* WHAT IS REQUIRED: Copy every line of the listing below word for word, leaving out the pictures.

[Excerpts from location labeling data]
────────

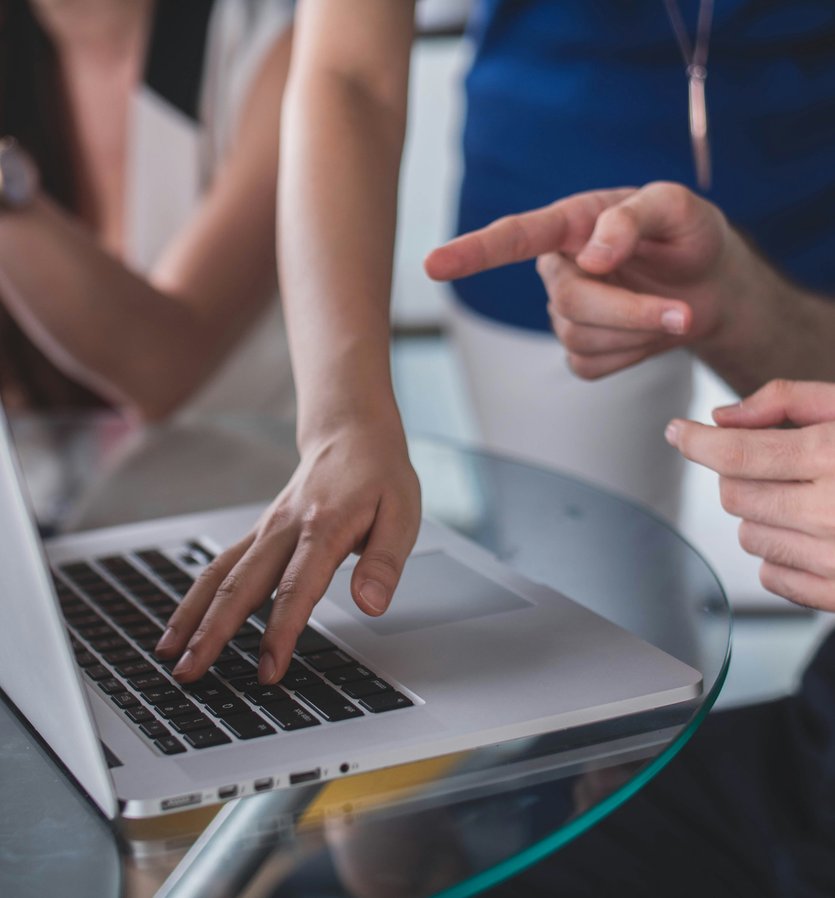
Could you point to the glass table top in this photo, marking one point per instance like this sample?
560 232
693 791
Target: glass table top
450 826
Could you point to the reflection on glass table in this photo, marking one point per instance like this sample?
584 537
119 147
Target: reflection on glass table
454 824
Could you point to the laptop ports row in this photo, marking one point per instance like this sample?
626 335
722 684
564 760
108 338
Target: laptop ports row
306 776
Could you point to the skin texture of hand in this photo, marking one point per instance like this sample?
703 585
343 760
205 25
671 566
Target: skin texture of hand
629 273
780 482
354 491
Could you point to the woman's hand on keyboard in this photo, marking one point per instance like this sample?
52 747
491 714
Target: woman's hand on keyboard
353 491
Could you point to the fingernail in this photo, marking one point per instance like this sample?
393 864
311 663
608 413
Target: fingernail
266 668
166 640
597 252
673 321
185 664
374 595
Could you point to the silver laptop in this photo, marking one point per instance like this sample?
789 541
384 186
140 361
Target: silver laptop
470 653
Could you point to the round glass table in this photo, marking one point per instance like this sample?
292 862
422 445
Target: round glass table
451 826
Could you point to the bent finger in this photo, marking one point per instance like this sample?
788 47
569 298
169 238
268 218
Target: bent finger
779 455
305 580
790 506
659 211
800 587
596 303
801 402
789 548
185 620
380 565
244 589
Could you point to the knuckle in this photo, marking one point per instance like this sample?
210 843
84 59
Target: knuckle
584 367
729 495
547 265
676 196
384 563
747 536
772 580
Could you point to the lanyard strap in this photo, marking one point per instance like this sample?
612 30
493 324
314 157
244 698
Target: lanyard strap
695 61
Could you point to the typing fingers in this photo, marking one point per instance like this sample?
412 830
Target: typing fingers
316 557
244 589
185 620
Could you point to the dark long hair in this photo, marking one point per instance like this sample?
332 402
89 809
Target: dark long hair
35 110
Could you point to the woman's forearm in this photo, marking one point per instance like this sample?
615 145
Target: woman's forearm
342 143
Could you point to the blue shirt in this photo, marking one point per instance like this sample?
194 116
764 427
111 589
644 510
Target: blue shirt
571 95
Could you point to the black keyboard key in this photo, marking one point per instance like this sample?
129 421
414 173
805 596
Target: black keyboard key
148 680
311 641
385 701
106 643
97 672
300 677
181 707
124 700
125 617
179 582
234 668
133 666
323 661
91 632
260 695
192 722
83 617
247 643
328 703
149 643
147 628
110 685
208 686
161 694
123 656
366 687
248 726
340 676
226 707
290 715
168 745
153 729
207 738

────────

* TASK OUTPUT:
Could you point to the glass table top in this photo, marking one point per instance like this sample?
560 232
693 791
Target: glass table top
450 826
Could you point to the reflection on glass table in this photo, marking one point per instance like this sample?
584 537
119 147
Target: reflection on glass table
454 824
Could you point to the laptop ports row in this photo, marking one point per instance like this sample?
626 335
722 684
564 760
108 338
Target: laptop ports row
306 776
Could you point to the skin texture of hand in this photo, marking one point per instance like this sample?
703 585
343 760
205 25
671 566
Target: skin texture of hand
629 273
780 482
354 491
Could you point to the woman's hand on keyboard in this photo, marking one point per instance like this sample?
52 747
491 714
Target: woman's hand on keyboard
353 491
Could you point to the fingernail in this photo, marking one point per instance like this sample?
393 864
311 663
608 413
Target: fingernail
266 668
166 640
597 252
673 321
185 664
374 595
Could you point to the silver laptop in this photo, marking one point per instance like this sample?
789 541
384 186
140 361
Target: silver laptop
470 653
Could you point to the round glass table in this photo, marking one point per instance like this sample?
292 862
422 445
Target: round glass table
451 826
Could you point to the bent finger in this photo, marking one point per instance like this sample?
788 47
569 298
169 238
268 218
Target: bent finger
779 455
305 580
790 506
659 211
800 587
596 303
801 402
789 548
185 620
380 565
244 589
Could you point to the knuckle in this photo, marking one point per instance like this sample?
210 843
84 59
Target: knuckle
584 367
729 495
547 265
676 196
384 563
747 536
772 580
Could you point to the lanyard strap in this photo, marking one point per instance like this sample?
612 30
493 324
314 157
244 698
Target: lanyard strap
695 61
Could you point to the typing fingers in this photo, marking one point per instance like this sample?
412 830
Target: typing fingers
316 557
244 589
185 620
Could you point to the dark long hair in this photo, marking one point per instance like this sample?
332 402
89 809
Target: dark long hair
35 110
Could you point to the woman's forearm in this photo, marking one point per instance like this sample?
615 145
Target: woman's forearm
342 143
Could you point to the blue shirt in this photo, marking one point per instance like this sample?
194 116
764 427
111 589
644 510
Target: blue shirt
571 95
Could you point to the black keyboard key in this photo, marking one point per instance like this sample?
129 421
414 173
805 596
Target: black keyboard key
148 680
311 641
385 701
106 643
97 672
300 677
181 707
124 700
125 617
179 582
234 668
133 666
323 661
91 632
260 695
192 722
83 617
247 643
328 703
149 643
147 628
110 685
208 686
161 694
123 656
366 687
248 726
340 676
226 707
290 715
168 745
153 729
207 738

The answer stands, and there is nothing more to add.